The fallacy of 35mm "equivalent focal lengths"

Started 3 months ago | Discussions thread
Gerry Winterbourne Forum Pro • Posts: 15,621
Re: The fallacy of 35mm "equivalent focal lengths"

Tony Beach wrote:

Gerry Winterbourne wrote:

hesbehindyou wrote:

thinkinginimages wrote:

I think "equivalence" created more confusion than it was worth.

I've often wondered why we don't just go with field of view? I'm assuming that it's because it's not a property that's inherent to the lens but will also involve the sensor...

It's not just that although it is, of course, a factor. What do we mean by field of view? If we mean width there's the problem that it gets wider the further away the scene; so the FOV for portraits at a few metres away would be tiny compared to the FOV with the same lens used for a landscape. So we'd really have to mean angle of view.

But I've never come across anyone who thinks of scenes in terms of how many degrees (or radians) they cover. And angle of view isn't linear with focal length - especially at wide angles - so there's another complication to have to deal with.

It's not a complication at all, but rather an opportunity:

An opportunity to complicate things by changing something linear and easy to understand with something that isn't.
-*-
» Problem set:
**1.** In the forum thread on equivalent focal lengths, what is angle of view said not to be linear with?
**2.** Carry on the forum thread on equivalent focal lengths from its last reply.
-*-
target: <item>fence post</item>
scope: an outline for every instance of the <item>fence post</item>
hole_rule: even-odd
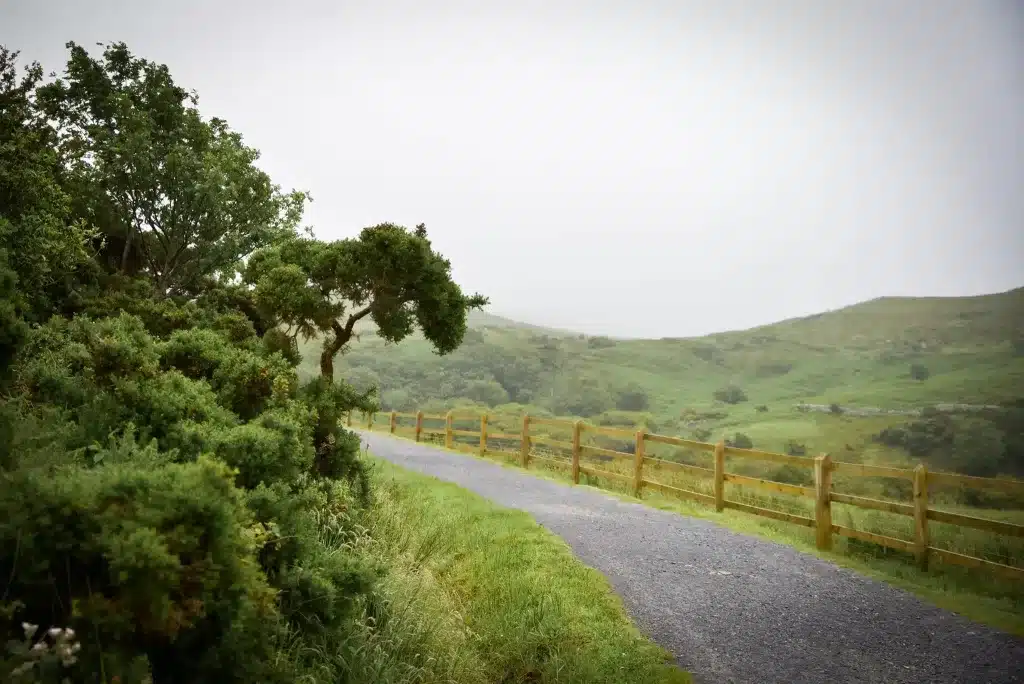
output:
[[[522,444],[519,446],[519,458],[523,468],[529,468],[529,414],[522,417]]]
[[[572,483],[580,483],[580,433],[583,432],[583,421],[572,423]]]
[[[918,567],[928,569],[928,470],[924,464],[913,469],[913,542]]]
[[[814,459],[815,546],[831,550],[831,457],[822,454]]]
[[[647,430],[645,428],[640,428],[637,430],[636,436],[636,446],[634,448],[634,459],[633,459],[633,496],[640,498],[640,493],[643,489],[643,459],[644,459],[644,440],[647,438]]]
[[[487,453],[487,415],[480,414],[480,456]]]
[[[715,444],[715,510],[725,510],[725,440]]]

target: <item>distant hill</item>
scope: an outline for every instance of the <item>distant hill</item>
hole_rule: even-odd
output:
[[[446,356],[422,338],[385,345],[369,332],[337,366],[357,385],[376,384],[385,407],[398,411],[467,402],[511,411],[502,404],[517,403],[591,421],[643,421],[672,434],[742,431],[764,447],[799,441],[892,460],[898,451],[871,435],[907,413],[1024,398],[1024,288],[885,297],[745,331],[660,340],[573,335],[474,313],[465,343]],[[745,400],[720,400],[730,386]],[[865,411],[839,417],[797,409],[833,403]]]
[[[487,311],[470,311],[469,312],[469,327],[470,328],[515,328],[519,330],[531,330],[538,333],[545,333],[547,335],[558,335],[558,336],[577,336],[579,333],[573,333],[572,331],[559,330],[557,328],[545,328],[544,326],[535,326],[528,323],[522,323],[520,320],[513,320],[512,318],[506,318],[505,316],[497,315],[495,313],[489,313]]]

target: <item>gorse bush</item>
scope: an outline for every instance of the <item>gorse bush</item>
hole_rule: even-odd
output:
[[[358,681],[385,568],[340,418],[377,402],[331,364],[364,316],[446,353],[485,300],[422,225],[300,238],[166,67],[69,47],[45,84],[0,48],[0,679]]]
[[[715,398],[725,403],[739,403],[746,400],[746,392],[735,385],[728,385],[715,390]]]

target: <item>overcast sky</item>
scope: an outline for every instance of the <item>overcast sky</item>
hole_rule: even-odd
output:
[[[69,40],[169,65],[318,237],[425,222],[529,323],[686,336],[1024,285],[1015,0],[0,0],[25,58]]]

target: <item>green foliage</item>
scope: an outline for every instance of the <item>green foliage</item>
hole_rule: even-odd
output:
[[[790,456],[807,456],[807,446],[796,439],[787,439],[785,442],[785,453]]]
[[[802,455],[795,454],[794,456]],[[785,482],[787,484],[802,484],[804,486],[809,486],[814,483],[814,477],[811,475],[810,469],[801,468],[791,464],[779,466],[778,468],[772,470],[768,473],[768,479],[776,482]]]
[[[454,351],[469,310],[487,300],[464,295],[451,270],[425,226],[410,231],[381,223],[357,239],[294,239],[267,248],[253,255],[245,277],[260,309],[279,325],[307,339],[325,336],[321,372],[331,382],[334,357],[368,316],[386,342],[400,342],[419,328],[438,353]]]
[[[123,43],[99,59],[68,48],[63,77],[38,97],[72,168],[76,211],[106,237],[114,267],[181,293],[294,233],[305,195],[282,194],[258,153],[224,121],[204,120],[167,67]]]
[[[746,400],[746,392],[736,385],[726,385],[715,390],[715,398],[725,403],[739,403]]]
[[[42,76],[37,63],[19,76],[17,52],[0,46],[0,287],[6,291],[0,301],[32,322],[44,320],[73,294],[69,276],[87,264],[90,237],[71,218],[53,131],[34,106]],[[0,339],[0,353],[9,344]]]
[[[0,477],[0,567],[16,600],[5,640],[20,622],[89,635],[76,680],[120,675],[142,655],[165,681],[245,681],[223,670],[216,644],[243,614],[275,609],[224,466]]]
[[[467,383],[462,394],[468,399],[488,407],[508,403],[511,398],[508,391],[494,380],[472,380]]]
[[[620,411],[647,411],[650,408],[650,397],[637,384],[631,384],[618,392],[615,408]]]
[[[0,48],[0,679],[365,681],[384,568],[340,418],[375,389],[300,386],[292,301],[236,277],[305,198],[166,67],[69,47],[47,85]],[[391,341],[452,351],[483,301],[422,227],[302,244]]]
[[[731,439],[726,439],[725,444],[736,448],[754,448],[754,440],[742,432],[737,432]]]
[[[792,370],[793,370],[793,364],[773,361],[770,364],[759,365],[756,371],[756,375],[759,378],[774,378],[777,376],[785,375]]]

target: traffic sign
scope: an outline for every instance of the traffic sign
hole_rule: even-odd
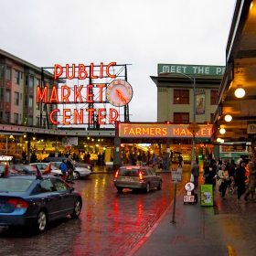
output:
[[[200,126],[194,121],[187,126],[187,129],[193,135],[195,135],[200,130]]]

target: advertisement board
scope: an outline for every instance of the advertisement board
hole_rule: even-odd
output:
[[[200,187],[200,201],[201,207],[212,207],[213,206],[213,186],[212,185],[201,185]]]

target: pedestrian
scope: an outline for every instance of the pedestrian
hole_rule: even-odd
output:
[[[66,180],[66,177],[67,177],[67,172],[68,172],[68,167],[67,167],[67,165],[66,165],[66,158],[65,159],[62,159],[62,162],[59,165],[59,168],[61,170],[61,173],[62,173],[62,179],[63,180]]]
[[[178,167],[182,167],[183,157],[180,155],[180,154],[177,157],[177,161],[178,161]]]
[[[251,157],[251,161],[249,164],[249,188],[244,196],[245,201],[247,201],[248,196],[255,191],[256,187],[256,164],[254,155]]]
[[[191,174],[194,176],[194,183],[196,187],[198,186],[198,176],[199,176],[199,165],[197,161],[194,161],[192,165]]]
[[[245,193],[245,180],[247,179],[245,173],[245,162],[240,161],[239,167],[236,169],[236,187],[238,187],[238,203],[240,202],[240,196]]]
[[[67,159],[66,165],[67,165],[67,168],[68,168],[68,176],[67,176],[66,181],[68,181],[69,183],[71,183],[71,184],[75,184],[73,182],[74,165],[72,164],[71,155],[69,155],[69,158]]]
[[[219,186],[219,192],[221,191],[221,197],[225,199],[226,190],[227,190],[227,178],[229,178],[229,173],[226,170],[226,165],[223,164],[221,169],[219,171],[219,180],[218,185]]]

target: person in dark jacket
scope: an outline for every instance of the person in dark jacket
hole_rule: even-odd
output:
[[[236,187],[238,187],[238,202],[240,203],[240,196],[245,193],[245,180],[246,180],[246,169],[245,162],[240,161],[239,167],[236,169]]]
[[[199,165],[197,161],[193,163],[191,174],[194,176],[194,183],[196,187],[198,186]]]

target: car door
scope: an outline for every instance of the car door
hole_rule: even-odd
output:
[[[59,178],[52,178],[56,190],[61,196],[62,214],[68,215],[73,211],[77,196],[70,192],[70,187]]]
[[[63,205],[62,196],[57,191],[51,178],[44,178],[40,182],[40,195],[45,197],[46,208],[50,219],[54,219],[62,215]]]

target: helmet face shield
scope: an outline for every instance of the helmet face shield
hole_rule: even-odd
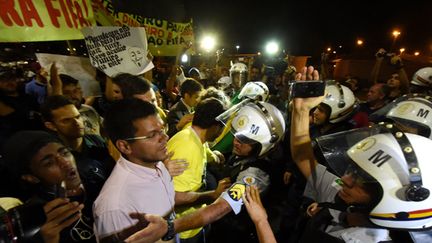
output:
[[[243,84],[246,83],[247,73],[246,72],[234,72],[231,75],[232,85],[236,89],[240,89]]]
[[[314,143],[316,157],[338,176],[343,176],[351,161],[346,152],[359,141],[382,131],[382,127],[376,125],[318,137]]]

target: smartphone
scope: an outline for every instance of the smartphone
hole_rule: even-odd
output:
[[[324,95],[325,81],[296,81],[291,85],[292,98],[319,97]]]

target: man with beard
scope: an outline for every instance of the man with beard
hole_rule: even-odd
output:
[[[223,124],[216,117],[225,111],[221,101],[208,98],[196,106],[192,126],[176,133],[168,141],[168,150],[173,158],[185,159],[189,164],[183,174],[174,177],[174,188],[178,192],[197,192],[206,189],[207,142],[219,136]],[[187,149],[185,149],[187,148]],[[188,214],[203,205],[176,207],[177,217]],[[182,232],[182,242],[205,242],[205,231],[200,227]]]
[[[94,204],[99,239],[135,224],[129,213],[146,212],[173,219],[174,205],[211,202],[215,191],[175,192],[172,178],[162,161],[168,156],[168,136],[157,109],[149,102],[124,99],[114,103],[104,127],[121,153],[111,176]]]
[[[41,107],[41,113],[45,127],[54,132],[75,156],[78,172],[87,191],[89,207],[86,209],[91,210],[115,164],[104,139],[84,133],[81,114],[64,96],[48,97]]]

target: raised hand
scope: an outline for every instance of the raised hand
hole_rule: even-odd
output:
[[[125,242],[128,243],[150,243],[162,238],[168,230],[168,224],[165,219],[158,215],[131,213],[130,216],[140,221],[145,220],[147,223],[135,234],[128,237]]]
[[[296,74],[297,81],[319,80],[319,73],[312,66],[304,67],[301,72]],[[325,96],[325,95],[324,95]],[[310,98],[295,98],[293,105],[295,110],[311,110],[324,99],[324,96]]]
[[[44,206],[47,221],[41,227],[41,235],[45,243],[58,243],[60,232],[77,221],[83,204],[69,202],[68,198],[56,198]]]
[[[222,192],[231,186],[231,179],[229,177],[223,178],[218,182],[218,186],[214,192],[214,199],[218,198]]]
[[[168,157],[163,161],[171,177],[183,174],[189,166],[189,163],[184,159],[171,159],[173,155],[174,152],[170,152]]]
-*-
» The answers:
**1.** Focal length, especially at wide angles.

**2.**
Many wrongly assume that if you double or halve the focal length the AOV (or FOV for a given distance) changes accordingly. It's easy to imagine the photographer saying she wants to zoom twice as "close" to the subject and having the lens designating degrees instead of putative millimeters facilitates rather than hinders that.

Which is precisely why using focal length in millimetres is the best method.

There have always been different formats, going up to full plate. While it's silly to contemplate putting a full plate lens on a 35mm SLR there has always been some ability to swap lenses between formats. Now, it's easy to print the focal length of a lens on a body and it is a single number regardless of the body used. But printing the angle of view is tricky because you'd have to do it for every format the lens might be used on, as you say ...

For ILC lenses, and even on the front of compact cameras, the lens has its actual focal lengths printed on it. Now when I turn on my S95 the camera will display the "equivalent focal length" which I find marginally useful inasmuch as I know I'm fully or partially zoomed -- but seeing a number followed by a degree symbol rather than a misleading "mm" symbol would be more useful for me, and I am arguing here that others would find that more useful too.

Really? Which angle of view do you want? The horizontal or the diagonal? Do you want it to distinguish between different aspect ratios (which many cameras now offer)?

Do you really believe that giving a lens's AOV as 8.25 degrees (or 8 degrees 15 seconds) will mean anything to anyone? Compared, say, to 46.8 degrees (46 degrees 48 seconds)?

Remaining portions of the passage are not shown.